Tekstfragment:
------------------------------------

Nye Hemelriek nabij Gasselte
Toen wij in Kollum en Coevorden woonden, hadden wij een stenen zomerhuis aan de rand van Gasselte. Daar konden mijn broers en ik heerlijk door de bossen struinen. We bouwden er een ondergrondse hut met drie kamers, waar we dan paprikachips knabbelden en coca cola dronken. Ik denk dat we zaklampen gebruikten. We gingen vaak een dagje naar het pretpark van Drouwener Zand, waar we bij twee flipperkasten wisten hoe we er kwartjes uit konden halen. Eerst op tilt duwen en dan weer aan zetten. Soms bleven de kwartjes maar rollen. Daar kochten we ijsjes en snoep voor. Met de blote voeten door het hete zand terug. De bloeiende heidevelden door. Ik waande me in een woestijn met altijd de angst voor een adderbeet. Dat natuurcontact was helend voor me.

------------------------------------

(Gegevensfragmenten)
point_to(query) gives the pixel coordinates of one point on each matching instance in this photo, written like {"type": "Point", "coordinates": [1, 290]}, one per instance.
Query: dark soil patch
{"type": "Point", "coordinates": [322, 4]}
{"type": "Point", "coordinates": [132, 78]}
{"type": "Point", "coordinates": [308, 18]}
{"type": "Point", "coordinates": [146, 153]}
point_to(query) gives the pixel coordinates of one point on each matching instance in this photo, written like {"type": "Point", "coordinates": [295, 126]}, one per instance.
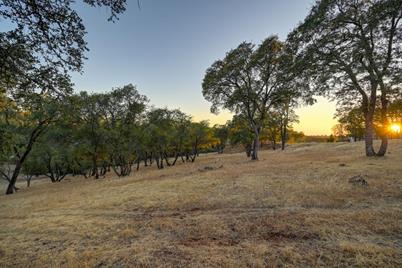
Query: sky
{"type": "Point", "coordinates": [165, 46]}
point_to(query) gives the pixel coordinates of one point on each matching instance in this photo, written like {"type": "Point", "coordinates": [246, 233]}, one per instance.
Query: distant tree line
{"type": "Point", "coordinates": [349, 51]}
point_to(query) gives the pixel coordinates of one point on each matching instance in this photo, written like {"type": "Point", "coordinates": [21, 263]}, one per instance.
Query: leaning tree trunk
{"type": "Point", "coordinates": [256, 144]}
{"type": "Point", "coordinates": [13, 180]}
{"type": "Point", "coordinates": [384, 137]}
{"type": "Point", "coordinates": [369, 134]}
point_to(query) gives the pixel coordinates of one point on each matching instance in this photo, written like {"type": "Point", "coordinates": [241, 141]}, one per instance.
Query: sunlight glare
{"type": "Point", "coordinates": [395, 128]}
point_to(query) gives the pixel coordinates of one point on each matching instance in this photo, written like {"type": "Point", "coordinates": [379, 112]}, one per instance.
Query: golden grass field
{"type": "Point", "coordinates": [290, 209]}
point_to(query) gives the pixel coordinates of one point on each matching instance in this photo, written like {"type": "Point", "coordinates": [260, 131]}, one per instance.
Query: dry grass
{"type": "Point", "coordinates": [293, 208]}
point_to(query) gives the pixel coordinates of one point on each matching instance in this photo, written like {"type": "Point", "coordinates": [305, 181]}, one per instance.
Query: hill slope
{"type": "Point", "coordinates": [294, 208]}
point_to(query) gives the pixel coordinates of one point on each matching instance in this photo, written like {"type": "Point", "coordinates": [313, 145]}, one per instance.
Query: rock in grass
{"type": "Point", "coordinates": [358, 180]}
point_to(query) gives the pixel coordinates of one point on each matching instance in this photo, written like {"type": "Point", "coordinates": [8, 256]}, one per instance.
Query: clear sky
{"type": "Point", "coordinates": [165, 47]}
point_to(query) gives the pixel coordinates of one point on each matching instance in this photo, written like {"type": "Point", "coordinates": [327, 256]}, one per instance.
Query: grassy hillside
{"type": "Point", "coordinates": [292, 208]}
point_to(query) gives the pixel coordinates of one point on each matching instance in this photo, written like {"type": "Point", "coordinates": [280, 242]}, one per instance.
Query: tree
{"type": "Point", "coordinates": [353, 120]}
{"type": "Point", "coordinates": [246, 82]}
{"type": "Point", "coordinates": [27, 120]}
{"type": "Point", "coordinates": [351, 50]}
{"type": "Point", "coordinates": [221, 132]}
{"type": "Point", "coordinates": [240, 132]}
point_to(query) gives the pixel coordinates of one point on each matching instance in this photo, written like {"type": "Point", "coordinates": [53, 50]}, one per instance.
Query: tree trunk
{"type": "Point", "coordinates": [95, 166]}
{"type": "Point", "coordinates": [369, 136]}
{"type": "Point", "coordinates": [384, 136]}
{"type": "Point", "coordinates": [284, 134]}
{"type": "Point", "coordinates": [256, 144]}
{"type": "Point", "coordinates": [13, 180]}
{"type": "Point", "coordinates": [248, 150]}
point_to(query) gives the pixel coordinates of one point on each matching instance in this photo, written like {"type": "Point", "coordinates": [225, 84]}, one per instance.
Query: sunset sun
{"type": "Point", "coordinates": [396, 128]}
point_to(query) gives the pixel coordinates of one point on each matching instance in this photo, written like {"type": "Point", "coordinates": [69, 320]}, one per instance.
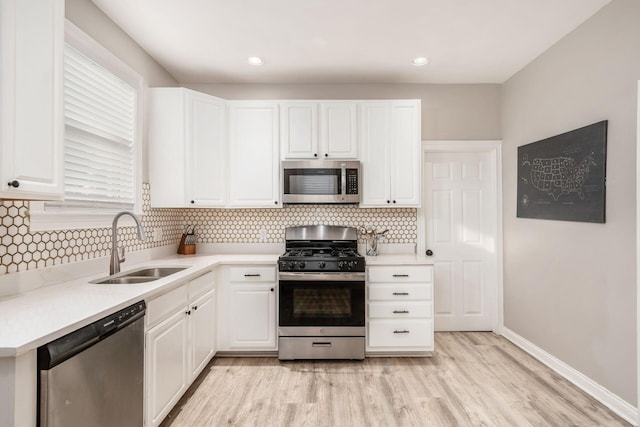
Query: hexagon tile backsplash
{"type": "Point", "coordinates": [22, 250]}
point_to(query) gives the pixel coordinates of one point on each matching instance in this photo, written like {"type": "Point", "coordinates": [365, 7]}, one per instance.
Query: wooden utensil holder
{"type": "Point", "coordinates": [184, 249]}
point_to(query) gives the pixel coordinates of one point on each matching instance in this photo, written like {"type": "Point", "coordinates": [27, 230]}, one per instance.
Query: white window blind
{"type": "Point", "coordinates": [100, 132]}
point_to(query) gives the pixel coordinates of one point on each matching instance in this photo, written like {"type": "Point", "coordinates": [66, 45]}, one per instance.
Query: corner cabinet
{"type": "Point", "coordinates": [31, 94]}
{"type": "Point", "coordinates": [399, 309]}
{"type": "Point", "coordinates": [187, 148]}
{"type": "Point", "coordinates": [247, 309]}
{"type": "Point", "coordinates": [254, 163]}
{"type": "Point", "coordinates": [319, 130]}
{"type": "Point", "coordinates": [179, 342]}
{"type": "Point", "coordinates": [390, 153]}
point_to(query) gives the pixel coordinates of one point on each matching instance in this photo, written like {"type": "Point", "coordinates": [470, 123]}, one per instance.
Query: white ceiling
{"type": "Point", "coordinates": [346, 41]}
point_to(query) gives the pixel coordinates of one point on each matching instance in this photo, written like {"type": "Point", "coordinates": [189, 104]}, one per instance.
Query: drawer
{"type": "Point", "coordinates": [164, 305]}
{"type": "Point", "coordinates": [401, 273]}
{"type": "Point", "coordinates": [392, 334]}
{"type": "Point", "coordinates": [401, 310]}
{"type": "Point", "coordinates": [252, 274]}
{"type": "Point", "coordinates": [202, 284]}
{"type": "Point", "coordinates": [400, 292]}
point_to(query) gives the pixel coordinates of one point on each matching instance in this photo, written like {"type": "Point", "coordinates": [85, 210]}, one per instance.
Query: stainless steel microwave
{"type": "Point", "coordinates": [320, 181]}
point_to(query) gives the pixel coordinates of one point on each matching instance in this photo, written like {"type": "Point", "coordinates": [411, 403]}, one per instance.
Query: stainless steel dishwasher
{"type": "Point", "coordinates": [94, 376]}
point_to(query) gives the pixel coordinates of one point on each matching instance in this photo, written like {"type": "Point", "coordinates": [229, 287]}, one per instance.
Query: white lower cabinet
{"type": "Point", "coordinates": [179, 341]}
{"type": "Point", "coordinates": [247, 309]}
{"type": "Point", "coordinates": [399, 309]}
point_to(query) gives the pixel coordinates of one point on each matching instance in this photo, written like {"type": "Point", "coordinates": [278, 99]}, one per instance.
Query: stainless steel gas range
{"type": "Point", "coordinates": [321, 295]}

------------------------------------

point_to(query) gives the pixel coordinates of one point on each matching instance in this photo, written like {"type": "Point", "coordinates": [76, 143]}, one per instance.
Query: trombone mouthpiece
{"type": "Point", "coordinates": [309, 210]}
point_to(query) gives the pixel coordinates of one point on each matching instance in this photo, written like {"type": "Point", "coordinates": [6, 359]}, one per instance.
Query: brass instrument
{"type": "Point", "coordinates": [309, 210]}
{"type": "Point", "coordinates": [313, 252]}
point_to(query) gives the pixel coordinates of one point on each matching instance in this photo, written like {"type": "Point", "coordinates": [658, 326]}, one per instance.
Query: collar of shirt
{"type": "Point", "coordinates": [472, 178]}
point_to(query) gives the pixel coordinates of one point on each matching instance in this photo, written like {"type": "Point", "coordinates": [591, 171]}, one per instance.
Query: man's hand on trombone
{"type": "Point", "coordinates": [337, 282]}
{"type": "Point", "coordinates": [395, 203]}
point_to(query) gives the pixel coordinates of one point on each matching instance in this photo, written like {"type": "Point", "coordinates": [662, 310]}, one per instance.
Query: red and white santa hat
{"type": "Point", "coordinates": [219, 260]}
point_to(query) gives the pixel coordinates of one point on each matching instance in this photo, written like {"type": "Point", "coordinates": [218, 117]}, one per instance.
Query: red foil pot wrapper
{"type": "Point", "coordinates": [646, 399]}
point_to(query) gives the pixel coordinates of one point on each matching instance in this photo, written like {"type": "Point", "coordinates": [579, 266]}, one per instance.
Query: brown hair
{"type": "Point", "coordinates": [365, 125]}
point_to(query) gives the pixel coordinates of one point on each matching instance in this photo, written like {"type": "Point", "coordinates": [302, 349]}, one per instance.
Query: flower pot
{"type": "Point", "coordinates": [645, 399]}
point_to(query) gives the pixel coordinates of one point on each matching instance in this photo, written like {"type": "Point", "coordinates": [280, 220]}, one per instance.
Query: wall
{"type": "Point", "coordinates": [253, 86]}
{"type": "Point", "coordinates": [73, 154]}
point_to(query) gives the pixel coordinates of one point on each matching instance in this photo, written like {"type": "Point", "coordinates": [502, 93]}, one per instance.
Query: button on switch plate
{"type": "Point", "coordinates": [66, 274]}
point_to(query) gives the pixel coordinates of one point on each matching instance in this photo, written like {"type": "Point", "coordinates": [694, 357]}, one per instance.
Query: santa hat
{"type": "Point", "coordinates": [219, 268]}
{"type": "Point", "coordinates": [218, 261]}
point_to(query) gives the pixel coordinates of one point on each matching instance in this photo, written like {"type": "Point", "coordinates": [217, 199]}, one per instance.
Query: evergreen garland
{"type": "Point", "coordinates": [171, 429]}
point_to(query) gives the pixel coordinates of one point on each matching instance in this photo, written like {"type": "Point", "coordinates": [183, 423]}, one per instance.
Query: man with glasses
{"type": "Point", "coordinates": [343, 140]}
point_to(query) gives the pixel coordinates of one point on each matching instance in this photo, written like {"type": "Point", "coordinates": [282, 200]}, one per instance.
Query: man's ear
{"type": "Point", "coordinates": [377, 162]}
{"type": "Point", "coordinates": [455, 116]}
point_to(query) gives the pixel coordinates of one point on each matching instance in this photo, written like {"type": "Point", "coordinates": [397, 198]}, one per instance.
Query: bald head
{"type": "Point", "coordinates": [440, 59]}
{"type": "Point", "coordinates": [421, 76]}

------------------------------------

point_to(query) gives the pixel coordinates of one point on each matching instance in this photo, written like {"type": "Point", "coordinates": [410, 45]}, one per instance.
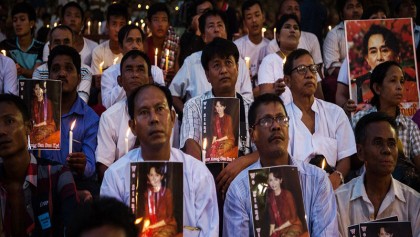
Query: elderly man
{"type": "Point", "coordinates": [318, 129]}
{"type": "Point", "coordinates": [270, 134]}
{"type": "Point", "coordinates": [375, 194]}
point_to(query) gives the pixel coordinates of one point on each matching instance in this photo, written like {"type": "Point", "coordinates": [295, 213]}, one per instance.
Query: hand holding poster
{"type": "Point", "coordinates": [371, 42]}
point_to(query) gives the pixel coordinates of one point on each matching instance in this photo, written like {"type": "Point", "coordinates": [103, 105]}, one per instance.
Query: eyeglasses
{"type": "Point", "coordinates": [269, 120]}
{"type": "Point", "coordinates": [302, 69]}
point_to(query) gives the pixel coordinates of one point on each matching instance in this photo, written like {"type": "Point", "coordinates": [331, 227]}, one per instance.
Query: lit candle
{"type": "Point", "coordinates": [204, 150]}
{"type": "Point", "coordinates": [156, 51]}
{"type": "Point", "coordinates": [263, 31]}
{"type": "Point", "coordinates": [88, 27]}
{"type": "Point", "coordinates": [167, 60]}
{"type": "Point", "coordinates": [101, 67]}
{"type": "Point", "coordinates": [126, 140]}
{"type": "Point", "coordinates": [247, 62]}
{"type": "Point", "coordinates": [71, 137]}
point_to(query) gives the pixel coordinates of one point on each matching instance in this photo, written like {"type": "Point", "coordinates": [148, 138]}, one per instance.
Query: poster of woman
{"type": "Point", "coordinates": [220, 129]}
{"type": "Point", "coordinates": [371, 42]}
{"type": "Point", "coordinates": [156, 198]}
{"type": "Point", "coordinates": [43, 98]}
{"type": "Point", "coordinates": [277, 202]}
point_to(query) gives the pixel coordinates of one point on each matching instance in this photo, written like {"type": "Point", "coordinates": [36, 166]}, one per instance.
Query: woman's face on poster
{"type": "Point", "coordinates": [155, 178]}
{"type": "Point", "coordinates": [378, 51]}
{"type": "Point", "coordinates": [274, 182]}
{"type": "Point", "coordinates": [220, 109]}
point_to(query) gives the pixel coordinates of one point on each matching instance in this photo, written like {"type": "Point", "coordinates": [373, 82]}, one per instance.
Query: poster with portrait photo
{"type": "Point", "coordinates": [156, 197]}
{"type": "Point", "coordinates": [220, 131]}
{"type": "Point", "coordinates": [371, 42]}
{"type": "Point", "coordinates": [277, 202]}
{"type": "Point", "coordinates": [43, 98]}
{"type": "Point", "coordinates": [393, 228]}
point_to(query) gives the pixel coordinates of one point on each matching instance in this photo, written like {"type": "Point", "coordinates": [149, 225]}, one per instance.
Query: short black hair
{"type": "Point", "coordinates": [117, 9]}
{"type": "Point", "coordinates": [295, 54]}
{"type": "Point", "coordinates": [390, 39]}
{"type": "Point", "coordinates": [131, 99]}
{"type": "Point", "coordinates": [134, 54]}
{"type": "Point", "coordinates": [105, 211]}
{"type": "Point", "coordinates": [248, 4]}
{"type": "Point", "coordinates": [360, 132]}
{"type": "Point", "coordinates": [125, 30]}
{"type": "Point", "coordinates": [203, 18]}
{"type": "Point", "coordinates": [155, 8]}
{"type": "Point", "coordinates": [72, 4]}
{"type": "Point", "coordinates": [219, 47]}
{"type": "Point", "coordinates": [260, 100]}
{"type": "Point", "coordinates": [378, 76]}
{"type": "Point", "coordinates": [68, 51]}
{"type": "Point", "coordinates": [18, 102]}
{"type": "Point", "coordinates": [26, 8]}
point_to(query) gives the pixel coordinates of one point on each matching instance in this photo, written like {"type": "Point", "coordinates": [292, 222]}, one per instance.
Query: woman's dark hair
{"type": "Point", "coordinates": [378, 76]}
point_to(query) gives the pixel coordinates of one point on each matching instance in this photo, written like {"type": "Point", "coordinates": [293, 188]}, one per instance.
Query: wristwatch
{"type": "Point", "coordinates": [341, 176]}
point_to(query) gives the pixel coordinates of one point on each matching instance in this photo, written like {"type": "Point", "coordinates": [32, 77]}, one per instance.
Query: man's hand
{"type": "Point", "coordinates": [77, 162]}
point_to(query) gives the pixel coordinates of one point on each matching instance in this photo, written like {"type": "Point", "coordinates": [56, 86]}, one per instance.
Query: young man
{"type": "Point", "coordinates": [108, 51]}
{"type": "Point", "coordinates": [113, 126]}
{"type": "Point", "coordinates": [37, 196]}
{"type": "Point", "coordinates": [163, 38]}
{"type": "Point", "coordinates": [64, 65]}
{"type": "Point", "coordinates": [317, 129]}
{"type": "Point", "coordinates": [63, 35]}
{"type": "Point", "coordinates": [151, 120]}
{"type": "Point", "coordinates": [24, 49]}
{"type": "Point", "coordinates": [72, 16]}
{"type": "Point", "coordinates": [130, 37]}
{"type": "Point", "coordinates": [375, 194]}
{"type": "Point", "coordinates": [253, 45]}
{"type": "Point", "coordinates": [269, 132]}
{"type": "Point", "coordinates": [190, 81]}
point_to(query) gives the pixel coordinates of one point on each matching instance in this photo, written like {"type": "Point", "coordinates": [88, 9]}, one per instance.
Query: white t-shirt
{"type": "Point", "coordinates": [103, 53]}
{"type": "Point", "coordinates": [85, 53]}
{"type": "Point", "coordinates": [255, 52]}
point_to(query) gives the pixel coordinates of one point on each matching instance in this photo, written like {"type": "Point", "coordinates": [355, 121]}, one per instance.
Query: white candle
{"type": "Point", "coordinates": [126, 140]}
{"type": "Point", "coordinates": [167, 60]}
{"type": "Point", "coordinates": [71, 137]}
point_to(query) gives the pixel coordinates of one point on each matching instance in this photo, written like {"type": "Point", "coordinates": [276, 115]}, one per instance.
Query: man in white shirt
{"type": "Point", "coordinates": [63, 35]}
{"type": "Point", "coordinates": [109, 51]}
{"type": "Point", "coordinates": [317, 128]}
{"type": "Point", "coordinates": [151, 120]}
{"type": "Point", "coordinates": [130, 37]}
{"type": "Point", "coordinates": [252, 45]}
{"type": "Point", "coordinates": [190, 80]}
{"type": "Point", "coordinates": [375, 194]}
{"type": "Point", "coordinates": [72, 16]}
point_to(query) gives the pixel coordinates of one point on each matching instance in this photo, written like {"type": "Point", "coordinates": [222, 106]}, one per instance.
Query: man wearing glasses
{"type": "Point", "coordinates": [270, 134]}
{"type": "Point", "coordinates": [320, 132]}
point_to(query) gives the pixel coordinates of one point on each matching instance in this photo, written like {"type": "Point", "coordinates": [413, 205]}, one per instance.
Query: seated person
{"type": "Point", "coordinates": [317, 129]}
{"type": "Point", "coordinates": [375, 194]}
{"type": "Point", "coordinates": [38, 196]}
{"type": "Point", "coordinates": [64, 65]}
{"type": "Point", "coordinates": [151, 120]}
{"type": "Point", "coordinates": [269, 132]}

------------------------------------

Opdrachten:
a - Uit hoeveel kamers bestond de ondergrondse hut in de tekst over het zomerhuis bij Gasselte?
b - Som alle etenswaren en dranken op die in de tekst over het zomerhuis bij Gasselte voorkomen.
Het materiaal heeft geen verband met de tekst.

Antwoorden:
a - Uit drie kamers.

b - Paprikachips, coca cola, ijsjes en snoep.